--- start ---
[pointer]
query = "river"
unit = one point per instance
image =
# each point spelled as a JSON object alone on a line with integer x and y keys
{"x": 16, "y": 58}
--- end ---
■ WHAT YOU SHOULD DO:
Copy each of the entries above line for line, without changing any character.

■ WRITTEN REPLY:
[pointer]
query = "river"
unit = one point per instance
image =
# each point spelled as a JSON object alone on a line with integer x and y keys
{"x": 16, "y": 58}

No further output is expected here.